▸ **Provided passage**:
-- Opening Marker --

Post-induction treatment arm on AALL1131 did not impact DFS (P=0.95) for SR patients with EOI MRD ≥0.01%. The EOC MRD-positive rate was not significantly different between the various treatment regimens on the AALL1131 high risk and very high risk sub-studies (Supplemental Table S5)21,22. The SR patients with MRD≥0.01% at both EOI and EOC had a significantly worse 4-year DFS compared to EOI MRD-positive patients with EOC MRD <0.01% (72.9±19.0% versus 90.7±2.9%; P=0.0019) (Figure 2A), but 4-year overall survival (OS) was excellent and not significantly different from those with EOC MRD<0.01% (91.7±10.8% versus 95.5±2.0%, P=0.25) (Figure 2B). The 4-year cumulative incidence rate of isolated marrow relapse for EOI MRD-positive patients was 27.1±12.5% for those with EOC MRD ≥0.01% compared to 5.2±1.6% for those with EOC MRD <0.01% (P<0.001) (Figure 2C). Central nervous system (CNS) relapse was rare occurring in 0/25 EOC MRD-positive patients and 6/343 EOC MRD-negative patients, (4 isolated CNS relapse and 2 combined marrow/CNS relapse) (Supplemental Figure S1). Five of the 6 EOC MRD-positive patients who relapsed had EOI MRD ≥0.1%, suggesting those with higher EOI disease burden are at highest risk for relapse (Supplemental Table S6). Given the association between higher EOI MRD and likelihood of having MRD ≥0.01% at EOC, we analyzed the prognostic value of EOC MRD in patients with high (≥0.1%) EOI MRD. Among those with EOI MRD ≥0.1%, the 4-year DFS was 88.8±5.1% for those with EOC MRD <0.01% (N=141) versus 67.7±22.2% for those with EOC MRD ≥0.01% (N=20) (P=0.0247), demonstrating the prognostic import of EOC MRD even among patients with high EOI MRD (Supplemental Figure S2A).

-- Closing Marker --

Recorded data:
-- Opening Marker --

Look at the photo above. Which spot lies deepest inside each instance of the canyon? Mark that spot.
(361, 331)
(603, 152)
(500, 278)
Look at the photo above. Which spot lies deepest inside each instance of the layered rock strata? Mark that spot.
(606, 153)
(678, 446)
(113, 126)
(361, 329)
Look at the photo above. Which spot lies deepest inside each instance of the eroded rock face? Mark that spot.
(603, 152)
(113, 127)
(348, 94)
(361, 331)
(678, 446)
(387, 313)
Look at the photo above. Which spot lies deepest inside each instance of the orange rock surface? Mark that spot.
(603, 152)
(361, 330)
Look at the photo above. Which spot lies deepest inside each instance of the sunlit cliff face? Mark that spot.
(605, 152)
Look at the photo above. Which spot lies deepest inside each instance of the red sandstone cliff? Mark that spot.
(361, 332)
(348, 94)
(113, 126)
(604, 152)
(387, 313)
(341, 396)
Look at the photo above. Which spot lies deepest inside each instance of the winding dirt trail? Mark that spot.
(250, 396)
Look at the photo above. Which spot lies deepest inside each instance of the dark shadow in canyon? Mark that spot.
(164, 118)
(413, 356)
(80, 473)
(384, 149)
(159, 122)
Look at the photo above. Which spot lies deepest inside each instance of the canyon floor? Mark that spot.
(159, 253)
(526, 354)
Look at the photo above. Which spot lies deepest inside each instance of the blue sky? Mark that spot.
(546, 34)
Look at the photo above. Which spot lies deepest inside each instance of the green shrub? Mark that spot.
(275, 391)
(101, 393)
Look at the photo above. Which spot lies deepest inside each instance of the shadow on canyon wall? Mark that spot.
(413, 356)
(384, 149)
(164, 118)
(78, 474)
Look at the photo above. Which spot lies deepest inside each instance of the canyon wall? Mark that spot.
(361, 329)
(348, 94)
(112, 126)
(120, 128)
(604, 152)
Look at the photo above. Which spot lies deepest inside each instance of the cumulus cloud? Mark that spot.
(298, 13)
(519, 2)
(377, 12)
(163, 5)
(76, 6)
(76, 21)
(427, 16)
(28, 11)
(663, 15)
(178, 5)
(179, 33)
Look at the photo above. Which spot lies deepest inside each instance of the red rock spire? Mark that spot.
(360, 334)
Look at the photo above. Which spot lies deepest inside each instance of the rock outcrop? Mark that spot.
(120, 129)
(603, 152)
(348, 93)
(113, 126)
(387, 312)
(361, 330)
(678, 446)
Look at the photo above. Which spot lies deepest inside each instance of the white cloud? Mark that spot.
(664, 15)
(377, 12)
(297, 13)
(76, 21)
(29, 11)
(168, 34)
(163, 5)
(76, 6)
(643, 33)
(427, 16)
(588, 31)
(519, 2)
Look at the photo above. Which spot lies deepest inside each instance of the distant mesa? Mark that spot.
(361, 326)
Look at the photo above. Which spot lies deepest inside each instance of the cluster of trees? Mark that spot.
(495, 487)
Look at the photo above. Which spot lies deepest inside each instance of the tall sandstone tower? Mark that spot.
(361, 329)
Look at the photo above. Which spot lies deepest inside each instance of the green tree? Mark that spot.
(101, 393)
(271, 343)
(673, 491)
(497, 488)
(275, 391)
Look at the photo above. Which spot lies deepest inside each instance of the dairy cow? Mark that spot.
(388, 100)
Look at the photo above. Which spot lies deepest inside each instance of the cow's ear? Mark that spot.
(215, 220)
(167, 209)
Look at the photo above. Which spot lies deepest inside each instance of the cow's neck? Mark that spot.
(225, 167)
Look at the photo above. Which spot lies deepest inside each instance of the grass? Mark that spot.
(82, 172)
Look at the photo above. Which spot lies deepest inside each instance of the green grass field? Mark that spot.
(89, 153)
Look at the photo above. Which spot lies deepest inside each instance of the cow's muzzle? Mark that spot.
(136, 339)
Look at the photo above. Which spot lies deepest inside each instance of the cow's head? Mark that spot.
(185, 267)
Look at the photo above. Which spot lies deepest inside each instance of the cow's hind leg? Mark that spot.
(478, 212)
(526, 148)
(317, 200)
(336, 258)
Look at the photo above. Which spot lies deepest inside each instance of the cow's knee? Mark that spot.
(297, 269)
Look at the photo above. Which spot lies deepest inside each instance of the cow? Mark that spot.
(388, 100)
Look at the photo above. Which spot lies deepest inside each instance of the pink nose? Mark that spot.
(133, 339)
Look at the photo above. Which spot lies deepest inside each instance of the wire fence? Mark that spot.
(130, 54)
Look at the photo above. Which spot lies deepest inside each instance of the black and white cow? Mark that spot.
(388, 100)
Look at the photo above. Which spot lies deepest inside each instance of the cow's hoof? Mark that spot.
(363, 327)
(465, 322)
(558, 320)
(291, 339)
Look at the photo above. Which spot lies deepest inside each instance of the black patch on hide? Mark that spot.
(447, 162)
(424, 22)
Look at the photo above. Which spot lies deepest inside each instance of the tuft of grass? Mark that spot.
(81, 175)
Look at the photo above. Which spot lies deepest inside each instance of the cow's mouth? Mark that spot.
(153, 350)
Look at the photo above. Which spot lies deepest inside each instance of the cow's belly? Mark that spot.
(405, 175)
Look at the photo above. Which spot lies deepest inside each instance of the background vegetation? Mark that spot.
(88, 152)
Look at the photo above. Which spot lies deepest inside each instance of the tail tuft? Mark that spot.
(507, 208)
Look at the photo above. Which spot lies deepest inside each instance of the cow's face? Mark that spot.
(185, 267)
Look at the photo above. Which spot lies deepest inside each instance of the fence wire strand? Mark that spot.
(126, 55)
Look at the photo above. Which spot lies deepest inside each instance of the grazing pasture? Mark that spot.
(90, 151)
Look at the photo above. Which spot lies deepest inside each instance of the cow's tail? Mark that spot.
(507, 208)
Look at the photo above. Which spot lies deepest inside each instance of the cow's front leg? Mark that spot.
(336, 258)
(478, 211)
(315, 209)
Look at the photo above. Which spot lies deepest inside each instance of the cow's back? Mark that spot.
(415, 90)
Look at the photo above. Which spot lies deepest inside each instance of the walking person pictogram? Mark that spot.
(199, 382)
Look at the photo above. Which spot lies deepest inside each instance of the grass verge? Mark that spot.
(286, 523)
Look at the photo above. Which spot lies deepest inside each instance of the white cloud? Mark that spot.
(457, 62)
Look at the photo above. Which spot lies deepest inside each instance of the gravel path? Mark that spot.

-- Closing Marker --

▸ **Exercises**:
(a) In the passage on end-of-consolidation MRD, why did the authors analyze the prognostic value of EOC MRD specifically in patients with EOI MRD ≥0.1%? Please answer in one to three sentences.
(b) Carry on the passage on end-of-consolidation MRD from its last sentence.

▸ **Solved problems**:
(a) Higher EOI MRD was associated with a greater likelihood of having MRD ≥0.01% at EOC. That link led the authors to test whether EOC MRD still carried prognostic value within the high EOI MRD group.

(b)
Fig 2: Disease-free survival (DFS); Overall survival (OS); and cumulative incidence of relapse for NCI SR B-ALL EOI MRD-positive patients by MRD at EOC.

Fig 2:

A) 4-year DFS ± SE for EOC MRD<0.01% versus EOC MRD ≥0.01%, 90.7± 2.9%, and 72.9 ± 19.0%, respectively. B) 4-year OS for EOC MRD <0.01% versus EOC MRD ≥0.01%, 95.5 ± 2.0% and 91.7 ± 10.8%, respectively. C) 4-year cumulative incidence of isolated bone marrow relapses for EOC MRD <0.01% versus EOC MRD≥0.01%, 27.1 ± 12.5% and 5.2 ±1.6%, respectively.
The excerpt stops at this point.